The task calls for every line of the data to be repeated exactly.

++++ MATERIAL SHOWN

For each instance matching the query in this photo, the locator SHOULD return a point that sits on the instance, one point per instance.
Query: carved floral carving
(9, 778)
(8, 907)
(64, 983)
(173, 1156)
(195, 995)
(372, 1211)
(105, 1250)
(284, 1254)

++++++++

ANSWER BOX:
For each instance matching the query in this photo, the locator SHOULD return a point that sits on the instance, one point per instance.
Query: carved floral carving
(9, 778)
(8, 907)
(64, 983)
(173, 1156)
(195, 995)
(372, 1211)
(105, 1250)
(284, 1254)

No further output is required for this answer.